**Given instruction**: Set all the material down again unchanged, without the pictures.

**Stored data**:
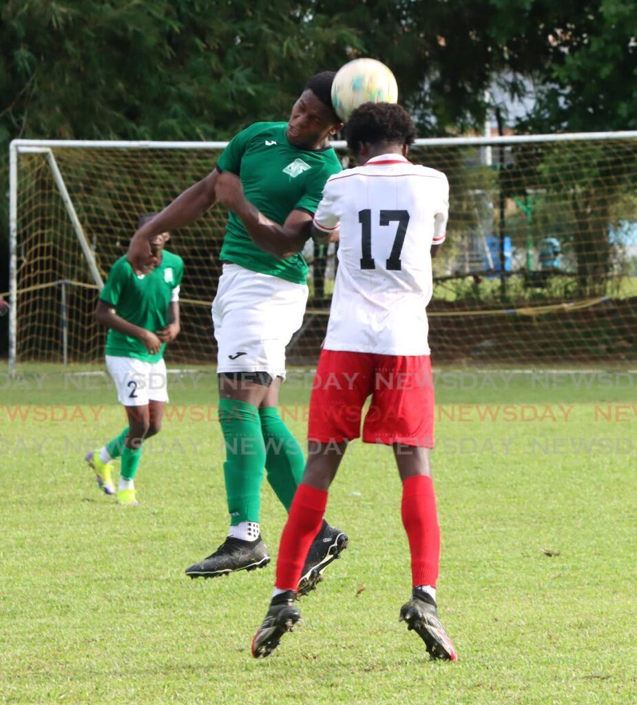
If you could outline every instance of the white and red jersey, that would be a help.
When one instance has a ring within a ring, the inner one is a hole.
[[[314,225],[340,238],[326,350],[429,355],[430,250],[448,216],[444,174],[400,154],[327,180]]]

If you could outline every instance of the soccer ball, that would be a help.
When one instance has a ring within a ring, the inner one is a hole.
[[[344,121],[363,103],[398,102],[394,74],[375,59],[355,59],[341,66],[332,83],[332,104]]]

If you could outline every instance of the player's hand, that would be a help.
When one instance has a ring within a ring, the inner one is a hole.
[[[181,330],[178,323],[169,323],[167,326],[164,326],[162,330],[157,331],[157,338],[162,343],[172,343],[179,335]]]
[[[133,236],[126,252],[126,259],[131,263],[135,274],[147,274],[152,271],[159,260],[150,251],[150,243],[146,238]]]
[[[156,355],[162,349],[162,341],[152,331],[144,331],[142,333],[142,343],[151,355]]]
[[[224,204],[229,211],[238,213],[245,202],[243,187],[236,174],[223,171],[217,177],[214,192],[217,201]]]

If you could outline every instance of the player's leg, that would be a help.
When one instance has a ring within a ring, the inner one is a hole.
[[[305,468],[305,455],[279,413],[279,392],[282,381],[280,376],[273,380],[259,407],[259,417],[265,443],[267,482],[289,511]]]
[[[145,391],[138,390],[143,387],[144,363],[131,357],[106,356],[107,368],[115,383],[118,400],[123,406],[136,403],[140,400],[147,403],[143,397]],[[113,460],[121,456],[126,446],[129,429],[126,427],[119,435],[111,439],[98,450],[90,450],[85,456],[89,466],[95,471],[97,484],[106,494],[114,495],[113,484]]]
[[[279,392],[283,381],[272,382],[259,408],[261,430],[265,443],[265,470],[270,486],[289,512],[292,499],[305,468],[305,456],[298,441],[279,413]],[[319,529],[305,557],[298,584],[298,594],[315,589],[325,568],[347,548],[347,534],[326,520]]]
[[[121,454],[117,501],[128,506],[136,506],[135,477],[142,457],[147,438],[159,431],[164,415],[164,407],[168,401],[168,384],[166,363],[132,361],[137,371],[135,385],[127,383],[131,394],[126,405],[128,417],[128,434]]]
[[[436,581],[440,530],[431,477],[434,392],[428,355],[379,355],[363,440],[392,445],[403,483],[401,514],[411,556],[412,596],[400,612],[432,658],[455,661],[438,618]]]
[[[285,345],[301,325],[306,299],[303,285],[224,265],[212,319],[231,526],[217,551],[186,569],[191,577],[252,570],[269,562],[259,525],[267,462],[259,407],[273,381],[285,376]],[[277,398],[276,391],[270,396]]]
[[[301,619],[294,604],[305,556],[323,522],[327,491],[343,458],[347,441],[310,441],[303,482],[298,486],[281,536],[277,582],[269,608],[252,642],[255,658],[269,656],[286,632]]]
[[[150,363],[147,374],[148,429],[144,440],[152,438],[162,430],[164,410],[169,402],[168,372],[164,360]]]
[[[412,593],[400,619],[425,642],[432,658],[456,661],[456,649],[438,617],[436,581],[440,530],[431,477],[429,448],[395,443],[394,452],[403,481],[401,516],[411,553]]]
[[[372,369],[368,356],[321,352],[310,402],[308,462],[281,534],[274,594],[253,639],[257,658],[272,654],[301,618],[293,601],[304,558],[324,521],[327,491],[347,443],[360,435],[360,410],[370,391]],[[336,384],[325,384],[328,379]]]
[[[148,404],[127,406],[128,434],[121,454],[119,483],[117,486],[117,502],[128,507],[136,507],[139,503],[135,493],[135,476],[142,458],[144,439],[150,427]]]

**Solved problem**:
If you could outline every instance of the white and red jersey, that would be a help.
When one instance has a ring within a ring, the inner one is a hole.
[[[314,225],[340,238],[326,350],[429,355],[430,250],[448,216],[444,174],[400,154],[327,180]]]

If you could outline every instance of the soccer ball, that would be a help.
When one instance has a ring within a ring, the inner one is a hole.
[[[344,121],[363,103],[398,102],[394,74],[375,59],[355,59],[341,66],[332,83],[332,104]]]

If you could outline every instance of the player's hand, that would be a help.
When one instance has a ring within a ring, the inner one is a hole.
[[[181,330],[178,323],[169,323],[167,326],[164,326],[162,330],[157,331],[157,338],[162,343],[172,343],[179,335]]]
[[[133,236],[126,252],[126,259],[131,263],[135,274],[147,274],[152,271],[159,260],[150,251],[150,243],[146,238]]]
[[[156,355],[162,349],[162,341],[152,331],[144,331],[142,333],[142,343],[151,355]]]
[[[224,204],[229,211],[238,213],[245,202],[243,187],[236,174],[223,171],[217,177],[214,192],[217,201]]]

If you could outline every instance of the player's leg, that would be a help.
When one instance has a ring within a ring, the inner one is a hole.
[[[305,468],[305,455],[279,413],[279,392],[282,381],[280,376],[273,380],[259,407],[259,417],[265,443],[267,482],[289,511]]]
[[[145,391],[138,390],[143,387],[144,363],[131,357],[106,356],[107,368],[115,383],[118,400],[123,406],[136,403],[140,400],[147,403],[143,397]],[[113,460],[121,456],[126,446],[129,429],[126,427],[119,435],[111,439],[98,450],[90,450],[85,456],[89,466],[95,471],[97,484],[106,494],[114,495],[113,484]]]
[[[279,392],[283,381],[272,382],[259,408],[261,430],[265,443],[265,470],[270,486],[289,512],[292,499],[305,468],[305,456],[298,441],[279,413]],[[319,529],[305,557],[298,584],[298,594],[315,589],[325,568],[347,548],[347,534],[326,520]]]
[[[121,454],[117,501],[128,506],[136,506],[135,477],[142,457],[147,438],[159,431],[164,415],[164,407],[168,401],[168,384],[166,363],[132,361],[137,371],[135,385],[127,383],[131,394],[126,405],[128,417],[128,434]]]
[[[436,581],[440,530],[431,477],[434,392],[428,355],[379,355],[363,440],[392,445],[403,483],[401,514],[411,556],[412,596],[400,612],[432,658],[455,661],[438,618]]]
[[[285,345],[301,325],[306,299],[303,285],[224,265],[212,319],[231,526],[217,551],[186,569],[191,577],[252,570],[269,562],[259,525],[267,462],[259,407],[273,381],[285,376]],[[277,398],[276,391],[270,396]]]
[[[301,619],[294,604],[305,556],[323,522],[327,491],[343,458],[347,441],[310,441],[303,482],[298,486],[281,536],[277,582],[269,608],[252,642],[255,658],[269,656],[286,632]]]
[[[150,363],[147,374],[148,429],[144,440],[152,438],[162,430],[164,410],[169,402],[168,372],[164,360]]]
[[[412,593],[400,619],[425,642],[432,658],[456,661],[456,649],[438,617],[436,581],[440,530],[431,477],[429,448],[395,443],[394,452],[403,481],[401,516],[411,553]]]
[[[372,369],[368,356],[321,352],[310,402],[308,462],[281,534],[274,594],[253,639],[257,658],[272,654],[301,618],[293,601],[304,558],[324,521],[327,491],[347,443],[360,435],[360,410],[370,391]],[[336,384],[325,384],[328,379]]]
[[[148,404],[127,406],[128,434],[121,454],[119,483],[117,486],[117,502],[128,507],[136,507],[139,503],[135,493],[135,476],[142,458],[144,439],[150,427]]]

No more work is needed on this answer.